## [Work task A]
Translate this sentence from the Kiss Me Deadly film notes into Spanish: "The actors' idiosyncratic voices, wrapped around such chrome-plated poetry as 'the great whatsit' and 'va-va-voom,' are as hauntingly musical as Aldrich's images."
## [Work task B]
Pick up the Kiss Me Deadly film notes where they end and write the next part.

## [Page excerpt]
KISS ME DEADLY
U.S., 1955
Directed by Robert Aldrich
Starring Ralph Meeker, Albert Decker, Paul Stewart
Approx. 105 min. 35mm.
"Va-Va-Va-Voom!" Wearing a raincoat for a nightie and panting orgasmically, a debuting Cloris Leachman's nighttime encounter with Ralph Meeker's "bedroom dick" Mike Hammer leads him — following a jazzy credit sequence that rolls backwards — on a search for a mysterious box. As his legality-be damned methods (which include slamming drawers on hands, casually snapping irreplaceable Carus 78s in half, and slapping every face in sight) lead hm and his succession of babe-magnet-sportscars all over location-shot L.A., the "great whatsit" (ripped of by REPO MAN and PULP FICTION) starts to look like a box that's too hot to handle and in a cataclysmic ending, it is. Dismissed on first release as just another piece of Mickey Spillane trash, and cited by a Congressional committee as a contribution to juvenile delinquency, Aldrich and A.I. Bezzerides' adaptation — “we just took the title and threw the book away" — was soon embraced by the French New Wavers “the revelation of Robert Aldrich will no doubt be the cinema event of 1955" – Truffaut) and has since been hailed here not only as the blackest of noir, but also a biting commentary on McCarthyite America. "Played out through a deranged Cubistic space amid the debris of Western civilisation…the faux Calder mobile and checkerboard floor pattern of Hammer’s overdecorated pad — a bag of clubs in the corner and Hollywood's first answering machine built into the wall — add to the crazy, clashing expressionism. – J. Hoberman, Village Voice
Reviews
“Robert Aldrich's 1955 film noir, the most flamboyant and hectic work of the genre, opens with a pre-credit sequence that announces its blend of sexual voracity, sadism, found poetry, sharp-edged performances, and visual invention... The actors' idiosyncratic voices, wrapped around such chrome-plated poetry as "the great whatsit" and "va-va-voom," are as hauntingly musical as Aldrich's images.”

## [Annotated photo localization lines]
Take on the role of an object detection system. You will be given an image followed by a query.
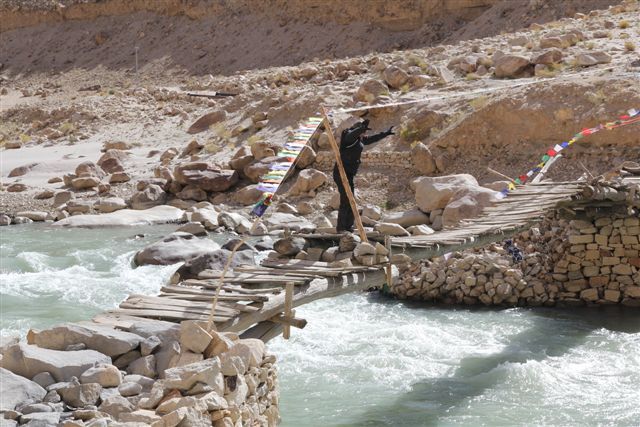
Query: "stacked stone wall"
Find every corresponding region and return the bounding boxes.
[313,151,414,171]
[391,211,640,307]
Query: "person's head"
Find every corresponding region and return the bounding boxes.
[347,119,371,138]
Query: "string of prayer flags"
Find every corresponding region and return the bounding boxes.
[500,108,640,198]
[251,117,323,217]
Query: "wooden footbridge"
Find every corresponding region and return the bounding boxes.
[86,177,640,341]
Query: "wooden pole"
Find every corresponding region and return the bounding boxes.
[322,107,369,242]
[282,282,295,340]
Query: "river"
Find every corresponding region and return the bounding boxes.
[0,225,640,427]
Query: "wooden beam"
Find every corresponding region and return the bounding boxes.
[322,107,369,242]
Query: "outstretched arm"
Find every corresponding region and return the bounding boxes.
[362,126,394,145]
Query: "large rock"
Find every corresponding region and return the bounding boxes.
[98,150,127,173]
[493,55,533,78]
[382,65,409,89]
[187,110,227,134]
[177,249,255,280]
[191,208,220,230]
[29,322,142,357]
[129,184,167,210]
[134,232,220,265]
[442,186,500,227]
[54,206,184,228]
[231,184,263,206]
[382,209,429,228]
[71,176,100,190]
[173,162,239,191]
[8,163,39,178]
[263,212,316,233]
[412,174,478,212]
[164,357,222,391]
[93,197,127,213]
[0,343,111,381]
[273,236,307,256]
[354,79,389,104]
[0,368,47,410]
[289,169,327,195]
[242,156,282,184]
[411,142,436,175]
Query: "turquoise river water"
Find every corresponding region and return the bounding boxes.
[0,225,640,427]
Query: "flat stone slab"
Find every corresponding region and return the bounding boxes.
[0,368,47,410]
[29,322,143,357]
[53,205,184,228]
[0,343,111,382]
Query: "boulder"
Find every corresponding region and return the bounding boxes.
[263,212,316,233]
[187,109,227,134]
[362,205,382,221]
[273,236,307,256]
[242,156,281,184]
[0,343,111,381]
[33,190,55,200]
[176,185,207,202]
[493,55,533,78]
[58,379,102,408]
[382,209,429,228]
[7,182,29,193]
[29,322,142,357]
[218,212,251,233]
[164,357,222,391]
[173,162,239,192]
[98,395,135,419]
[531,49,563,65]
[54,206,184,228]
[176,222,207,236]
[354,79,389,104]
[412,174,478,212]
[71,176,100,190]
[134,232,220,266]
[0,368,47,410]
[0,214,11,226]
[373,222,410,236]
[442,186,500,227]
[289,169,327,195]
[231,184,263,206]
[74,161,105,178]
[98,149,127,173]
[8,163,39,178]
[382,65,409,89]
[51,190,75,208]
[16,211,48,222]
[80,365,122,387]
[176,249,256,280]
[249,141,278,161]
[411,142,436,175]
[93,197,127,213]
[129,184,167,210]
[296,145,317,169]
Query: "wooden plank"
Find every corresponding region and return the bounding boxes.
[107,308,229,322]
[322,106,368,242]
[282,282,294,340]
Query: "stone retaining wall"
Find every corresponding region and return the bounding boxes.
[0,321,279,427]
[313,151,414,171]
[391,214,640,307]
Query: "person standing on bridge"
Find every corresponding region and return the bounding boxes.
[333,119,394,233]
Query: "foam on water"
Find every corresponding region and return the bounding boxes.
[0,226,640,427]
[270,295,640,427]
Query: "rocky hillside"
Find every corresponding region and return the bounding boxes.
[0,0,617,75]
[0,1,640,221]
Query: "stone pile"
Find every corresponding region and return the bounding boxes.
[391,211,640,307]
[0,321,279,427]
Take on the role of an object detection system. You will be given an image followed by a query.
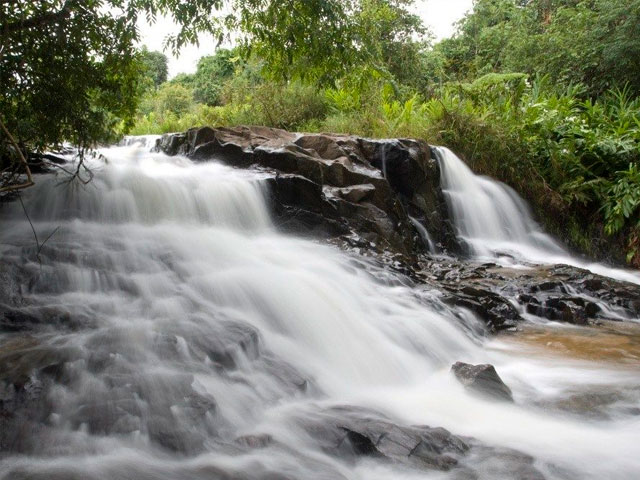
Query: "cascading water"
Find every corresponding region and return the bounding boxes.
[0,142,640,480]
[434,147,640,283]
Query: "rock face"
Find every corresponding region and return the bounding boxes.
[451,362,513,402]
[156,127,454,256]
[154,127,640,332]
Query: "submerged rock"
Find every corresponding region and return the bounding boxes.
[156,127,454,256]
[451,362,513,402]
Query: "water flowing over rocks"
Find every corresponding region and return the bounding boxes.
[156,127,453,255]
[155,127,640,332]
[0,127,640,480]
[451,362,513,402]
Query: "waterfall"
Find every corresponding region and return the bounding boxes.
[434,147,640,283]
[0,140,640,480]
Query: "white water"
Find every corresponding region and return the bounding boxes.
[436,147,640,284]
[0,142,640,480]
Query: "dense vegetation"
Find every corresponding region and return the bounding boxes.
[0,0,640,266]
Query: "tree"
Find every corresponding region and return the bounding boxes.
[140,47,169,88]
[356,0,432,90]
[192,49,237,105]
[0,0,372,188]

## [Final answer A]
Las voces idiosincrásicas de los actores, envueltas en una poesía tan cromada como «the great whatsit» y «va-va-voom», son tan inquietantemente musicales como las imágenes de Aldrich.

## [Final answer B]
– Richard Brody, The New Yorker
“Noir veers into apocalyptic sci-fi in Robert Aldrich's 1955 masterpiece KISS ME DEADLY, which, briefly described, tracks one of the sleaziest, stupidest, most brutal detectives in American movies through a nocturnal, inexplicably violent labyrinth to a white-hot vision of cosmic annihilation.”
– J. Hoberman, Criterion Collection
“The film whispers poisonous sweet nothings into your ear until there's nothing left but rotten paranoia. Corrosive half-truths infect both body and soul, and eventually all the seductive propositions and failed promises avalanche into something nuclear.”